§ **SOAL LATIHAN**
A: Dalam bacaan tentang sifat Tuhan menurut Maturidiyah, bagaimana golongan Bukhara menyelesaikan persoalan banyak yang kekal?
B: Salin bagian bacaan tentang sifat Tuhan menurut Maturidiyah mulai dari "Aliran ini mengatakan" sampai dengan "sifat-Nya kekal.".
C: Lanjutkan bacaan tentang sifat Tuhan menurut Maturidiyah setelah kalimat terakhirnya.

--- TEKS BACAAN ---

Aliran ini mengatakan
bahwa pembicaraan tentang sifat harus didasarkan atas pengakuan bahwa Tuhan
mempunyai sifat-sifat-Nya sejak zaman azaly, tanpa pemisahan antara sifat-sifat
zat, seperti qadrat dan sifat-sifat yang berhubungan dengan Af’al seperti
menciptakan, menghidupkan dan lain-lain. Sifat-sifat tersebut menurut golongan
maturidiyah tidak boleh diperbincangkan apakah hakikat zat atau bukan.
Sementara itu Kaum Maturidiyah golongan
bukhara, karena juga mempertahankan kekuasaan mutlak Tuhan, berpendapat
bahwa Tuhan mempunyai sifa-sifat. Persoalan banyak yang kekal, mereka
selesaikan dengan mengatakan bahwa sifat-sifat Tuhan kekal melalui kekekalan
sifat-sifat itu sendiri, juga dengan mengatakan bahwa Tuhan bersama-sama
sifat-Nya kekal.
Sedangkan kaum Maturidiyah golongan Samarkand dalam hal ini
kelihatanya tidak sepaham dengan Mu’tazilah karena al- Matuiridi mengatakan
bahwa sifat bukanlah Tuhan tetapi pula tidak lain dari Tuhan.[5]
Aliran Maturidiyah
mengatakan bahwa pembicaraan tentang sifat harus didasarkan atas pengakuan
bahwa Tuhan mempunyai sifat-sifat-Nya sejak zaman azaly, tanpa pemisahan antara
sifat-sifat zat, seperti qadrat dan sifat-sifat yang berhubungan dengan Af’al
seperti menciptakan, menghidupkan dan lain-lain. Sifat-sifat tersebut menurut
golongan Maturidiyah tidak boleh diperbincangkan apakah hakikat zat atau bukan.

--- DATA YANG DITAMPILKAN ---

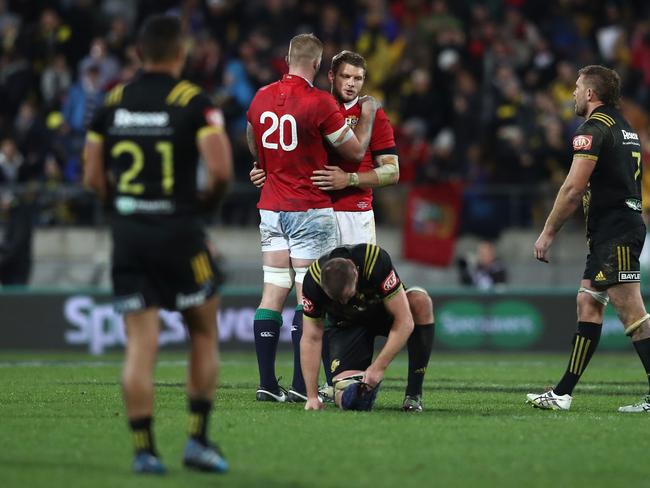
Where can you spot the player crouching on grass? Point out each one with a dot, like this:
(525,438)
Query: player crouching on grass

---
--- DATA YANG DITAMPILKAN ---

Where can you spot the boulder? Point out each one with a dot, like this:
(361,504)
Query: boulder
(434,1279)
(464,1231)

---

§ **PEMBAHASAN SOAL**
A: Mereka mengatakan bahwa sifat-sifat Tuhan kekal melalui kekekalan sifat-sifat itu sendiri, dan bahwa Tuhan bersama-sama sifat-Nya kekal.

B:
Aliran ini mengatakan
bahwa pembicaraan tentang sifat harus didasarkan atas pengakuan bahwa Tuhan
mempunyai sifat-sifat-Nya sejak zaman azaly, tanpa pemisahan antara sifat-sifat
zat, seperti qadrat dan sifat-sifat yang berhubungan dengan Af’al seperti
menciptakan, menghidupkan dan lain-lain. Sifat-sifat tersebut menurut golongan
maturidiyah tidak boleh diperbincangkan apakah hakikat zat atau bukan.
Sementara itu Kaum Maturidiyah golongan
bukhara, karena juga mempertahankan kekuasaan mutlak Tuhan, berpendapat
bahwa Tuhan mempunyai sifa-sifat. Persoalan banyak yang kekal, mereka
selesaikan dengan mengatakan bahwa sifat-sifat Tuhan kekal melalui kekekalan
sifat-sifat itu sendiri, juga dengan mengatakan bahwa Tuhan bersama-sama
sifat-Nya kekal.

C:
Akan tetapi di kemudian hari, aliran ini membelok ke Asy’ariyah dengan
mengatakan bahwa apa yang dimaksud dengan perkataan “tidak berbeda dari zat”
ialah bahwa sifat-sifat itu tetap ada pada zat dan tidak bisa lepas dari
padanya. Tetapi dari pandangannya ini sebenarnya masih menyisakan persoalan,
yaitu jika sifat-sifat itu bukan hakikat zat, tidak pula berbeda dengan zat,
lalu apa sebenarnya sifat-sifat itu? Menanggapi pertanyaan ini golongan
maturidiyah menjawab bahwa “sifat-sifat itu sifat Tuhan, tidak lebih dari itu”.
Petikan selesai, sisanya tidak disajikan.